◆ **DOCUMENT EXCERPT**:
-- start --

This comment is pretty useless here.

> +   brw_push_insn_state(p);
> +   brw_set_default_mask_control(p, BRW_MASK_DISABLE);
> +
> +   brw_MOV(p, dst, retype(brw_vec4_grf(0, 0), BRW_REGISTER_TYPE_UD));
> +

retype(brw_vec8_grf(0, 0)? It would jive better with the diff.

> +   brw_set_default_access_mode(p, BRW_ALIGN_1);
> +   brw_MOV(p, get_element_ud(dst, 2),
> +           brw_imm_ud(GEN9_SAMPLER_SIMD_MODE_EXTENSION_SIMD4X2));
> +
> +   brw_pop_insn_state(p);
> +}
> +
> +void
>  vec4_generator::generate_untyped_atomic(vec4_instruction *inst,
>                                          struct brw_reg dst,
>                                          struct brw_reg atomic_op,
> @@ -1435,6 +1432,10 @@ vec4_generator::generate_code(const cfg_t *cfg)
>           generate_pull_constant_load_gen7(inst, dst, src[0], src[1]);
>           break;
>  
> +      case VS_OPCODE_SET_SIMD4X2_HEADER_GEN9:
> +         generate_set_simd4x2_header_gen9(inst, dst);
> +         break;
> +
>        case GS_OPCODE_URB_WRITE:
>           generate_gs_urb_write(inst);
>           break;
> diff --git a/src/mesa/drivers/dri/i965/brw_vec4_visitor.cpp b/src/mesa/drivers/dri/i965/brw_vec4_visitor.cpp
> index ffbe04d..9714973 100644
> --- a/src/mesa/drivers/dri/i965/brw_vec4_visitor.cpp
> +++ b/src/mesa/drivers/dri/i965/brw_vec4_visitor.cpp
> @@ -1296,6 +1296,78 @@ vec4_visitor::emit_lrp(const dst_reg &dst,
>     }
>  }
>  
> +/**
> + * Emits the instructions needed to perform a pull constant load. before_block
> + * and before_inst can be NULL in which case the instruction will be appended
> + * to the end of the instruction list.

-- end --

◆ **SHORT EXERCISE A**: Write out all of the dataset records word for word, leaving the pictures out of your answer.

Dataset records
-- start --

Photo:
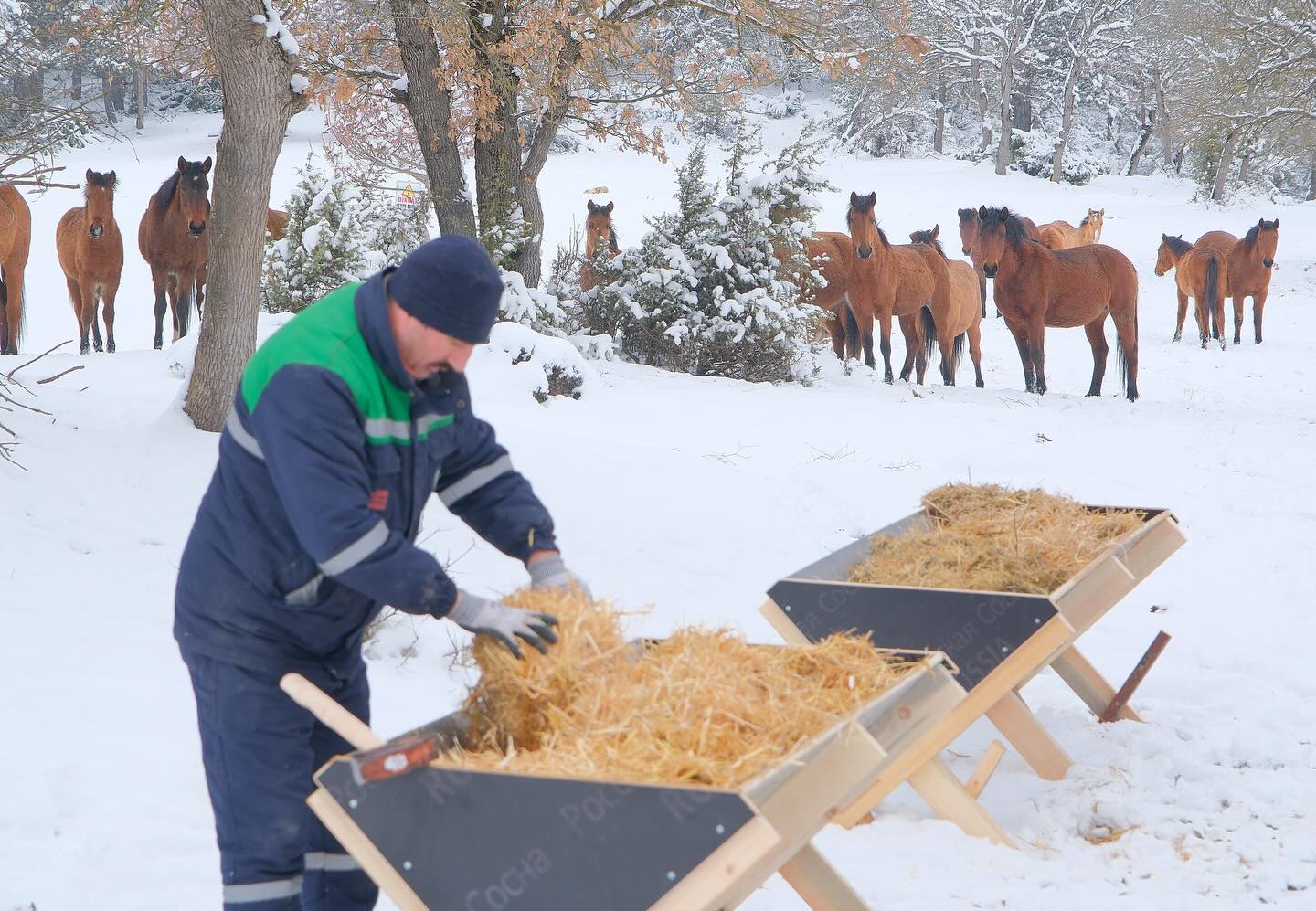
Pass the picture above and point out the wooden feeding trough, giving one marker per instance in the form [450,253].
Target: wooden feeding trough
[999,641]
[442,836]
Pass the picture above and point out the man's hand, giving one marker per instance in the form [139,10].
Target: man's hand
[549,572]
[488,618]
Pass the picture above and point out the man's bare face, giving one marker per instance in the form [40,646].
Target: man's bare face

-- end --

◆ **SHORT EXERCISE B**: From the code review excerpt, extract verbatim the part that opens with the words containing "This comment is" and closes with "with the diff.".

◆ **WRITTEN SOLUTION A**:
Photo:
Pass the picture above and point out the wooden feeding trough, giving one marker per instance in the form [450,253].
Target: wooden feeding trough
[999,641]
[442,836]
Pass the picture above and point out the man's hand, giving one marker per instance in the form [139,10].
Target: man's hand
[549,572]
[488,618]
Pass the picture above and point out the man's bare face, giving one marker per instance in the form [40,646].
Target: man's bare face

◆ **WRITTEN SOLUTION B**:
This comment is pretty useless here.

> +   brw_push_insn_state(p);
> +   brw_set_default_mask_control(p, BRW_MASK_DISABLE);
> +
> +   brw_MOV(p, dst, retype(brw_vec4_grf(0, 0), BRW_REGISTER_TYPE_UD));
> +

retype(brw_vec8_grf(0, 0)? It would jive better with the diff.